## Data for this task
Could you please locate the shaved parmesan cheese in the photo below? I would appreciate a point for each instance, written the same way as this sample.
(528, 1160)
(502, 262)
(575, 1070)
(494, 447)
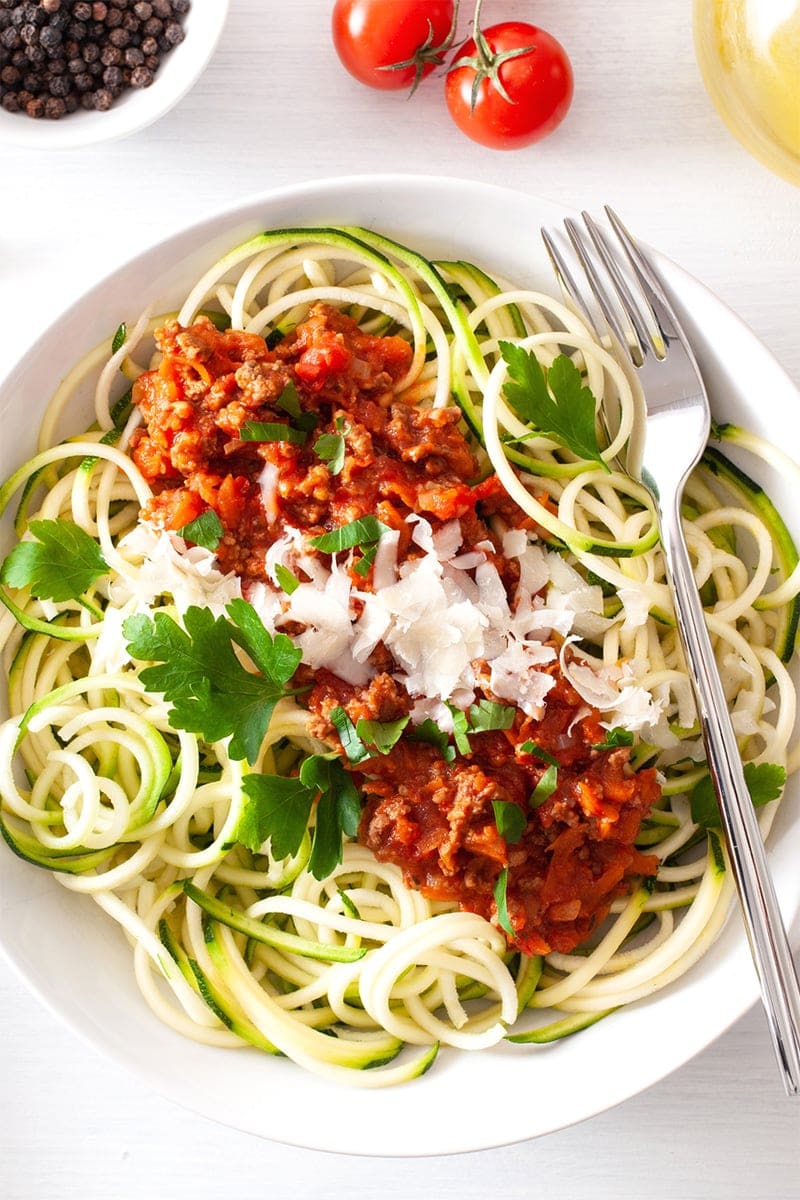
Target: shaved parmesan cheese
(168, 568)
(268, 481)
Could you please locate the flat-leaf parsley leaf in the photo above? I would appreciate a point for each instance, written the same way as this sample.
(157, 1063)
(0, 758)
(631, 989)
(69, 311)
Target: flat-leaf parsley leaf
(554, 401)
(61, 563)
(205, 531)
(764, 783)
(197, 670)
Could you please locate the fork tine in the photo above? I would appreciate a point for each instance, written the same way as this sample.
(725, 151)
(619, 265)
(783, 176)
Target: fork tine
(596, 285)
(649, 281)
(566, 281)
(631, 304)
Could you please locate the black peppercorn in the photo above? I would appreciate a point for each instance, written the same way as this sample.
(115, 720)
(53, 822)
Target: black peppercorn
(174, 33)
(102, 100)
(140, 77)
(60, 55)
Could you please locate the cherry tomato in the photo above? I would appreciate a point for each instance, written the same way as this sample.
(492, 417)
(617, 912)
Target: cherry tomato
(504, 99)
(391, 43)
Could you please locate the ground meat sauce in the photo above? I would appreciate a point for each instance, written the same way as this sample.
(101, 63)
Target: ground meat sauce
(432, 817)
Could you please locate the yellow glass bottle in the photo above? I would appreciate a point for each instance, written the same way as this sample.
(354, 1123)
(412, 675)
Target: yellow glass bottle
(749, 53)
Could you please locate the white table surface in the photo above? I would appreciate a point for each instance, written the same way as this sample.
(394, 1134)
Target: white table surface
(275, 108)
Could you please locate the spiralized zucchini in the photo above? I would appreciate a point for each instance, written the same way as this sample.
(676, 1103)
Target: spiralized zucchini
(234, 948)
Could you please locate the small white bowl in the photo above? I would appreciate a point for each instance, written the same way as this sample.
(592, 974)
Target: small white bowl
(136, 108)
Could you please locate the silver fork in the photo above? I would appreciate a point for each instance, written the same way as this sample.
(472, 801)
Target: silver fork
(627, 289)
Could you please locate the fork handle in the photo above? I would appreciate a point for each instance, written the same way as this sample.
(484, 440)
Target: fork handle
(762, 915)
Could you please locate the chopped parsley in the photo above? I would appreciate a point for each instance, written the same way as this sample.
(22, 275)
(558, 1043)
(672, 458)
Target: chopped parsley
(500, 900)
(366, 738)
(615, 737)
(197, 670)
(554, 401)
(510, 820)
(765, 781)
(120, 337)
(61, 562)
(286, 579)
(205, 531)
(330, 448)
(271, 431)
(361, 533)
(487, 714)
(481, 718)
(295, 430)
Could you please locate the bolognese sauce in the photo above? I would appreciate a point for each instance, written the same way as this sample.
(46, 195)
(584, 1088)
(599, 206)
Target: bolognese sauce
(431, 813)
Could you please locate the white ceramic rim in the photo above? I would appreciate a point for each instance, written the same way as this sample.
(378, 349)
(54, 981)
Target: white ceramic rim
(467, 1102)
(137, 108)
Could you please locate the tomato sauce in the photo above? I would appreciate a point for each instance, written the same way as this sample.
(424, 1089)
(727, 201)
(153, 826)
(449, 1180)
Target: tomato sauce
(433, 817)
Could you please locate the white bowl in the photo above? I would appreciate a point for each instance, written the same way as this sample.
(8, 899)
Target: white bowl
(78, 961)
(136, 108)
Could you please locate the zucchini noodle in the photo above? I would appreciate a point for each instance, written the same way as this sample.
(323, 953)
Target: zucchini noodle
(236, 948)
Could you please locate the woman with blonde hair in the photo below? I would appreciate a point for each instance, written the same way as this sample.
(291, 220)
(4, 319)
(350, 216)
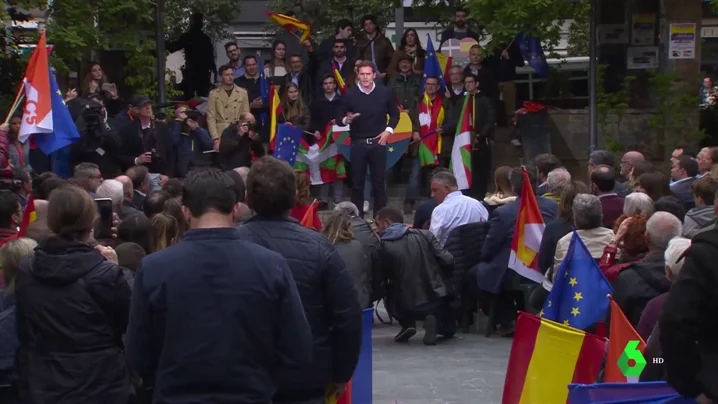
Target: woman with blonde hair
(504, 193)
(10, 255)
(68, 279)
(338, 230)
(301, 201)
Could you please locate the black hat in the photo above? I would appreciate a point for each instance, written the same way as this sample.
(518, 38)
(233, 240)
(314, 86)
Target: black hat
(139, 100)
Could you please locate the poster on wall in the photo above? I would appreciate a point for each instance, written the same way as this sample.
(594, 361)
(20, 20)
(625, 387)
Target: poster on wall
(642, 57)
(643, 29)
(682, 41)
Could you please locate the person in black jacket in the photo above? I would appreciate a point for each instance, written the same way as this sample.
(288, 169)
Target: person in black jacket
(325, 285)
(416, 267)
(238, 142)
(688, 326)
(72, 305)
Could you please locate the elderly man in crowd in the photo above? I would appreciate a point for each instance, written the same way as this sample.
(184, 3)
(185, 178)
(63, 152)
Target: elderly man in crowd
(603, 181)
(454, 209)
(698, 218)
(556, 181)
(643, 280)
(606, 158)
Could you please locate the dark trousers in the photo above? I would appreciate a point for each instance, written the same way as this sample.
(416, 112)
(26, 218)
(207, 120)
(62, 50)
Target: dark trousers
(480, 170)
(373, 156)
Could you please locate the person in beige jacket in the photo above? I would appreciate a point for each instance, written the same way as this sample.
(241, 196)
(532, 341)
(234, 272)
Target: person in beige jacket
(226, 104)
(587, 219)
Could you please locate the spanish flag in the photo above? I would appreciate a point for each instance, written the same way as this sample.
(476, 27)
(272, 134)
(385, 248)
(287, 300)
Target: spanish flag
(275, 109)
(341, 85)
(624, 344)
(527, 234)
(29, 216)
(292, 24)
(308, 219)
(547, 356)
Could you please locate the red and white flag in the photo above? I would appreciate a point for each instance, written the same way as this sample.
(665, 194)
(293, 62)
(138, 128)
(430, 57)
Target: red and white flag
(527, 234)
(37, 114)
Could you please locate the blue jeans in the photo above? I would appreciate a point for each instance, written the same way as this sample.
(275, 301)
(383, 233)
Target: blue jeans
(414, 187)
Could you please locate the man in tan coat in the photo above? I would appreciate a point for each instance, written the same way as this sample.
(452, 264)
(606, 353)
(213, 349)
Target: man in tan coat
(226, 104)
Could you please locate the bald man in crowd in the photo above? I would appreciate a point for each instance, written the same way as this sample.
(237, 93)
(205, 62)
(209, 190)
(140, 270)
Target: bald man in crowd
(128, 208)
(628, 161)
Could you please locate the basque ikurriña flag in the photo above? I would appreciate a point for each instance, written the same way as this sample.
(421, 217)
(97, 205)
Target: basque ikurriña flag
(527, 234)
(322, 160)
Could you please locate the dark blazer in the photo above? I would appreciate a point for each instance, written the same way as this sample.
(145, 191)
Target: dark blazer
(612, 206)
(493, 270)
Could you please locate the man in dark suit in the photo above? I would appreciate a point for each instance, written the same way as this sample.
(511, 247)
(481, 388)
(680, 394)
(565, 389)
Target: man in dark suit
(492, 273)
(603, 180)
(683, 174)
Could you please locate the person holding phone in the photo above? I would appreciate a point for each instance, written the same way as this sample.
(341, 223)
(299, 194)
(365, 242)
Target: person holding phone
(238, 142)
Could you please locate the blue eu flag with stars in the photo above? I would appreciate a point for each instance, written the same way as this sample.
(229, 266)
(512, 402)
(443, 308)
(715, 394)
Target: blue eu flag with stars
(287, 143)
(432, 67)
(579, 296)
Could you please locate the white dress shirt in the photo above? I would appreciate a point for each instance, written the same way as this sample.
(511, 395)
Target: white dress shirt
(456, 210)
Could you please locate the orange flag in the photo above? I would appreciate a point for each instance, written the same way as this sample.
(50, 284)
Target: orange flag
(624, 345)
(308, 219)
(527, 234)
(28, 216)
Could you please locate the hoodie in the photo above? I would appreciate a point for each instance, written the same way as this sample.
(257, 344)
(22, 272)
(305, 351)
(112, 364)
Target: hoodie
(696, 219)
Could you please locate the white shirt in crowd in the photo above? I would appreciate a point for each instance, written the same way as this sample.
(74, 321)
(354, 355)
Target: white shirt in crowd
(456, 210)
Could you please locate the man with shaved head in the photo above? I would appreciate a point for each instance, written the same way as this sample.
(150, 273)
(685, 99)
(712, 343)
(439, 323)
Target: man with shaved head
(128, 208)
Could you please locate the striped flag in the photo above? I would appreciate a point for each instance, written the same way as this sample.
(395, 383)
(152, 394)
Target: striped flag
(461, 152)
(527, 234)
(275, 109)
(341, 85)
(547, 356)
(322, 160)
(623, 344)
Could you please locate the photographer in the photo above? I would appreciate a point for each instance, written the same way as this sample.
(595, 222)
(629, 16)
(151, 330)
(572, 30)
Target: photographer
(98, 144)
(147, 142)
(238, 142)
(190, 140)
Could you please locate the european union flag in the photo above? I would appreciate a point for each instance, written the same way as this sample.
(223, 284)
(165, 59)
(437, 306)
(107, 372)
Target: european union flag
(532, 51)
(432, 67)
(64, 130)
(578, 297)
(287, 143)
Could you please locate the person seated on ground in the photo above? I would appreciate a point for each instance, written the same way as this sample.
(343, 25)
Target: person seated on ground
(674, 263)
(603, 181)
(560, 226)
(416, 267)
(454, 209)
(545, 163)
(556, 181)
(683, 174)
(640, 282)
(671, 205)
(491, 276)
(704, 191)
(301, 203)
(587, 220)
(338, 230)
(325, 285)
(503, 193)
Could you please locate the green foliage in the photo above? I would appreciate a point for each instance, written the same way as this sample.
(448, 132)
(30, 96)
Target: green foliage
(612, 105)
(505, 18)
(578, 36)
(676, 115)
(323, 15)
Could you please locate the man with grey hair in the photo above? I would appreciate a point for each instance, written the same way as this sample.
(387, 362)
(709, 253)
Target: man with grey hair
(588, 220)
(556, 181)
(642, 281)
(454, 209)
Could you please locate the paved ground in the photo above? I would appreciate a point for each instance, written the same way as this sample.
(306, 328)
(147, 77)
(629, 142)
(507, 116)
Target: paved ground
(466, 369)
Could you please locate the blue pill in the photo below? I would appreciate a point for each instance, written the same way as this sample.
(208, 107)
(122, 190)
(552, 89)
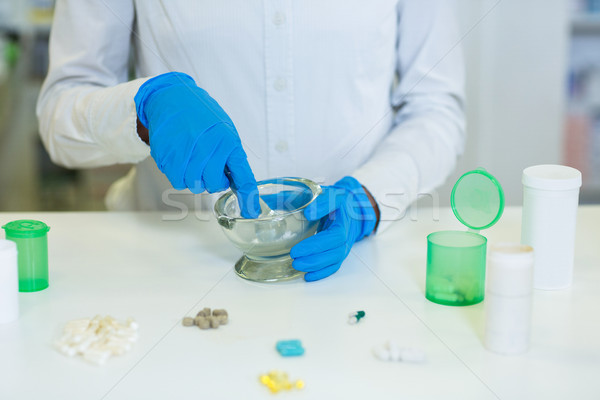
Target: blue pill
(290, 348)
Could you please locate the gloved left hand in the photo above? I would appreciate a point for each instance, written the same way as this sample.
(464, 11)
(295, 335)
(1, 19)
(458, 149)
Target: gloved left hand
(351, 218)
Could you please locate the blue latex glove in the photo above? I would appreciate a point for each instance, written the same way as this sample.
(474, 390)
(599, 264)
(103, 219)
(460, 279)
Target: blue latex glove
(351, 218)
(192, 139)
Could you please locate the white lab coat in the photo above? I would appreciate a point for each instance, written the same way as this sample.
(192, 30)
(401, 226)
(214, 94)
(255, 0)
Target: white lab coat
(317, 89)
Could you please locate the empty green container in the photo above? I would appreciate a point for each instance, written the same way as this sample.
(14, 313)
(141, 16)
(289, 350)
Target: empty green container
(456, 259)
(32, 247)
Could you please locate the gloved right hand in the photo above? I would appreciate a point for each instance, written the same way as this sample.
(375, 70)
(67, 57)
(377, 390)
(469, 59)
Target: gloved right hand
(192, 139)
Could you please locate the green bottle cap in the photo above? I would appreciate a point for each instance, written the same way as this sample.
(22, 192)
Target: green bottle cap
(26, 228)
(477, 199)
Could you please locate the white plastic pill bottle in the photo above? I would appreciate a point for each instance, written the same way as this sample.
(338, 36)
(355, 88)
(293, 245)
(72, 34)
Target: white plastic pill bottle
(550, 201)
(9, 282)
(508, 298)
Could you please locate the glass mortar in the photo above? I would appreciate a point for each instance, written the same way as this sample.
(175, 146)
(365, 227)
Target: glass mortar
(266, 241)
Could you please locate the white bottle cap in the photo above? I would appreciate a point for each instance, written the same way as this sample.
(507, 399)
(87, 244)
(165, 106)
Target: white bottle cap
(510, 269)
(9, 282)
(551, 177)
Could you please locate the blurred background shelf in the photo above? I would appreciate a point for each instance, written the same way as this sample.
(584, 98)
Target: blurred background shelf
(585, 23)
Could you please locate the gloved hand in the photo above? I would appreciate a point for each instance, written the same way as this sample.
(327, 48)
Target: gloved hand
(192, 139)
(351, 218)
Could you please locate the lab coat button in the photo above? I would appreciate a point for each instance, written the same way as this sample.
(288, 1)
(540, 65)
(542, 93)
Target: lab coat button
(280, 84)
(279, 19)
(281, 146)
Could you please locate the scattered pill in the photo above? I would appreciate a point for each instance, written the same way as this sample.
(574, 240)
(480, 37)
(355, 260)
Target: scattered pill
(392, 352)
(97, 339)
(382, 353)
(356, 316)
(214, 322)
(219, 311)
(202, 323)
(204, 319)
(205, 312)
(290, 348)
(276, 381)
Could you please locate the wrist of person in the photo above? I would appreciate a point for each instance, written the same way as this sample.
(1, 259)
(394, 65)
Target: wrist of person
(375, 208)
(152, 86)
(362, 204)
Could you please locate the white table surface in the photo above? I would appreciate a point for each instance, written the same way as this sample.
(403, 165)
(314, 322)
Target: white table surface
(157, 271)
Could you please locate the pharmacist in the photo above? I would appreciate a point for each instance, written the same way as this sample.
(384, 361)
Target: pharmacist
(363, 97)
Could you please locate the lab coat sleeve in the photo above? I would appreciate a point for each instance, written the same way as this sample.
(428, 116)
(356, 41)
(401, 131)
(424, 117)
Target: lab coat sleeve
(85, 109)
(421, 149)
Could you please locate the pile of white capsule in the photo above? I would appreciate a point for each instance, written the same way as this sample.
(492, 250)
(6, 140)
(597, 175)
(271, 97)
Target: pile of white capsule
(98, 338)
(392, 352)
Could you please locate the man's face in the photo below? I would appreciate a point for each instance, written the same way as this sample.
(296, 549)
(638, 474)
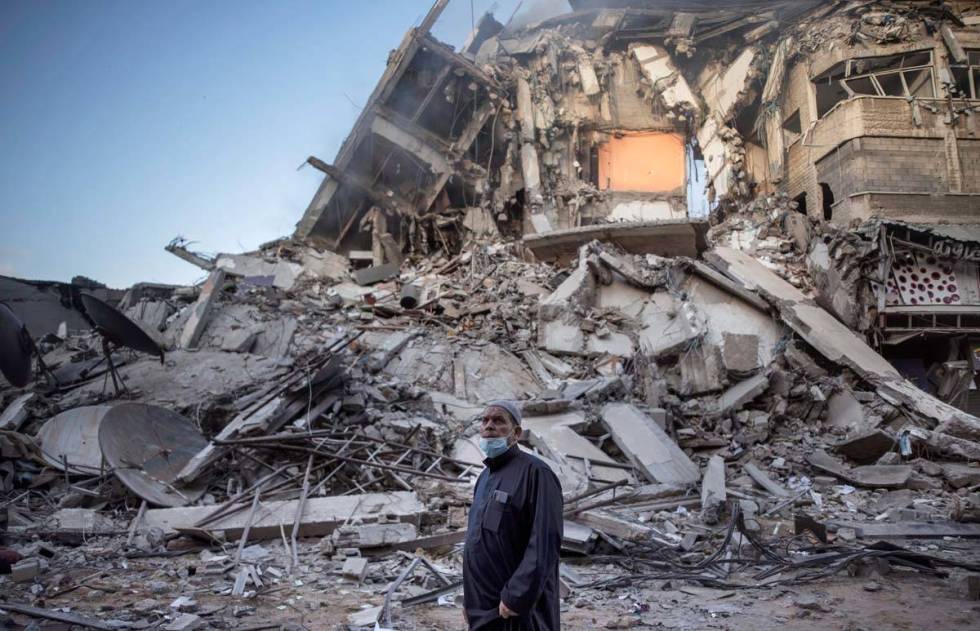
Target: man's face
(497, 423)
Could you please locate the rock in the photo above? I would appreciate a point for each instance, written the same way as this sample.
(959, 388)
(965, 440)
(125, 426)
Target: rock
(158, 587)
(809, 602)
(27, 569)
(960, 475)
(355, 568)
(185, 622)
(966, 584)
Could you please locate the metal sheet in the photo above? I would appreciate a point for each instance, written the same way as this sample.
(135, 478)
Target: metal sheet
(147, 446)
(15, 348)
(74, 434)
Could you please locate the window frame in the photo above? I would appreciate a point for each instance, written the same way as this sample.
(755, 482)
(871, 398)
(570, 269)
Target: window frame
(972, 68)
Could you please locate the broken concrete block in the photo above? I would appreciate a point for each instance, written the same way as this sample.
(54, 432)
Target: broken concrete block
(554, 435)
(701, 370)
(966, 584)
(658, 67)
(871, 476)
(27, 569)
(668, 328)
(367, 617)
(257, 271)
(961, 475)
(740, 353)
(742, 393)
(561, 338)
(200, 312)
(321, 515)
(374, 535)
(355, 568)
(239, 340)
(649, 448)
(376, 273)
(800, 360)
(866, 448)
(185, 622)
(576, 291)
(324, 265)
(844, 411)
(618, 344)
(16, 413)
(713, 494)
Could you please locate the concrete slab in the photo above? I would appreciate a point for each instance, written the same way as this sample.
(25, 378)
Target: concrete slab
(201, 311)
(701, 370)
(740, 353)
(321, 515)
(648, 446)
(665, 238)
(742, 393)
(618, 344)
(668, 327)
(561, 338)
(555, 437)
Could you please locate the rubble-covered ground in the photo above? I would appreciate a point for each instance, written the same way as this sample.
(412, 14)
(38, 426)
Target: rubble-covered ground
(291, 443)
(718, 470)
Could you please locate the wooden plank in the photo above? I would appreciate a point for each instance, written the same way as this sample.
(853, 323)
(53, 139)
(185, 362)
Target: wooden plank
(649, 447)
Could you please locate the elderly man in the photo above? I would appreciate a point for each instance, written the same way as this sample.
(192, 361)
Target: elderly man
(510, 564)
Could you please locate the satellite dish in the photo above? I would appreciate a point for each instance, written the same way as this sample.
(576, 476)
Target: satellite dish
(117, 330)
(16, 348)
(147, 446)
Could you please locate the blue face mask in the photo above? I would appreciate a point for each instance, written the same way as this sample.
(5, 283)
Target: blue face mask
(493, 447)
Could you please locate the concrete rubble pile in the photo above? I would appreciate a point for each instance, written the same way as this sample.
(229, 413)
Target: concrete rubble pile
(762, 398)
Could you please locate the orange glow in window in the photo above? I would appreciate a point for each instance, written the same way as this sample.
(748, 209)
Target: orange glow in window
(648, 162)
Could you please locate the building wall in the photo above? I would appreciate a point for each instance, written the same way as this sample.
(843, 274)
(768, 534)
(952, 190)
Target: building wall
(881, 156)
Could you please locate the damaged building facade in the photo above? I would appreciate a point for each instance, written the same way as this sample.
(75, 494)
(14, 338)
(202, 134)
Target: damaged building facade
(723, 254)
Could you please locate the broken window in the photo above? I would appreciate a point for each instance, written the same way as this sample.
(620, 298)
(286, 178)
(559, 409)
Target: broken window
(905, 75)
(648, 162)
(966, 78)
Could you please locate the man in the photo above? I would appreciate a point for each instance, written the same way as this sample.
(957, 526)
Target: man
(510, 563)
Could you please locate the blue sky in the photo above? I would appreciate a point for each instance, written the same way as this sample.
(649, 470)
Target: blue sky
(126, 123)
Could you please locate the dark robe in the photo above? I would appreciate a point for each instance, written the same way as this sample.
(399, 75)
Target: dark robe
(512, 545)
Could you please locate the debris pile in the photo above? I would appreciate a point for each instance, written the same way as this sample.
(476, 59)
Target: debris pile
(299, 431)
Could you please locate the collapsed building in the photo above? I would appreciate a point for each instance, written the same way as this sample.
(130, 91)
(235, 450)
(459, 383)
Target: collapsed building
(723, 253)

## About this exercise
Copy out each line of the listing where the string "below" appears.

## Written solution
Could you please locate the shaved parmesan cheese in the photo below? I would appreciate a point for each instance, written the same way as this sample.
Could you please locate the woman with blonde hair in the photo below? I would appreciate a point for each instance, written the same way as this sample.
Could you please locate the blue pill in the photo below? I would appreciate a point for each instance, written the same way as this sample.
Could you please locate the man's face in the photo below? I would appreciate a point for each instance, written the same way as this sample.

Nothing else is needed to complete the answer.